WORK TO DO: Show every line in the records below that contains the word "recumbent", treating uppercase and lowercase as different.

LISTED RECORDS:

----

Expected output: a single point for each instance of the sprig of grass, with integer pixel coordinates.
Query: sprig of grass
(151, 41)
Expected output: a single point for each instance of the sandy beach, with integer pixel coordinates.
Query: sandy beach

----

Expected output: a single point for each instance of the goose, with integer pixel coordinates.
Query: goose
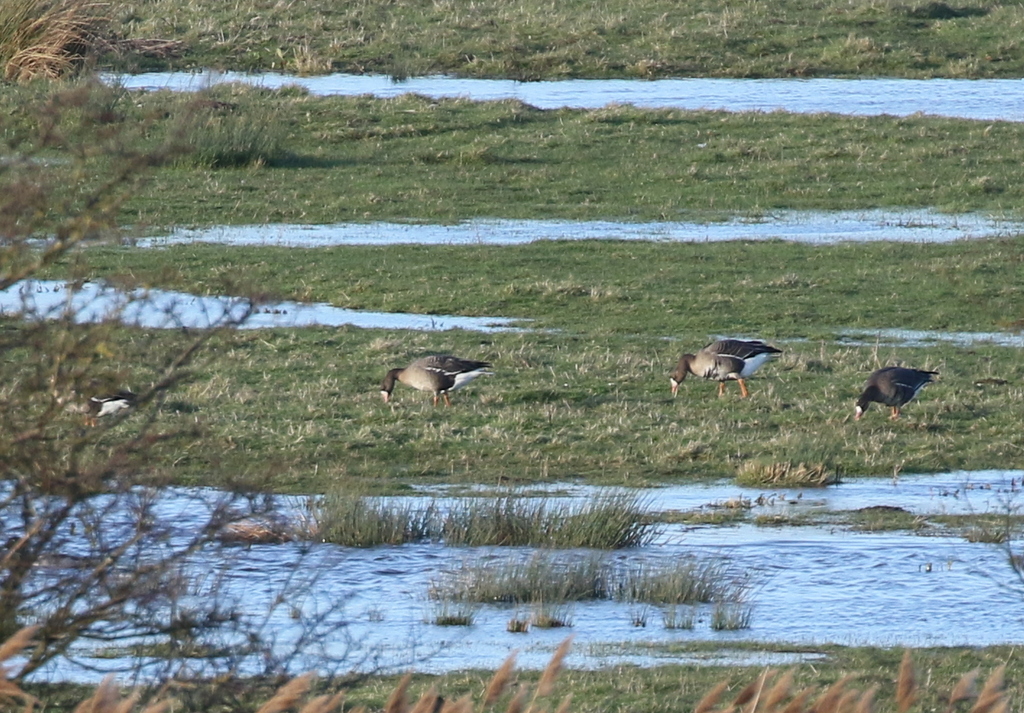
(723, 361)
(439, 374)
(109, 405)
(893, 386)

----

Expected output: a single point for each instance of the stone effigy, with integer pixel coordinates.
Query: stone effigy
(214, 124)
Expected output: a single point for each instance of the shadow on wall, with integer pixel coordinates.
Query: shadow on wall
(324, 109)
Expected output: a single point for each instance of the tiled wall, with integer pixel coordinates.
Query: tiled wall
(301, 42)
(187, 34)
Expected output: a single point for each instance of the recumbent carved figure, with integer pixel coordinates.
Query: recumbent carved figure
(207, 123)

----

COMPLETED TASK:
Expected output: a single point for each instance of the recumbent carved figure, with integer pixel coordinates.
Query: recumbent carved figure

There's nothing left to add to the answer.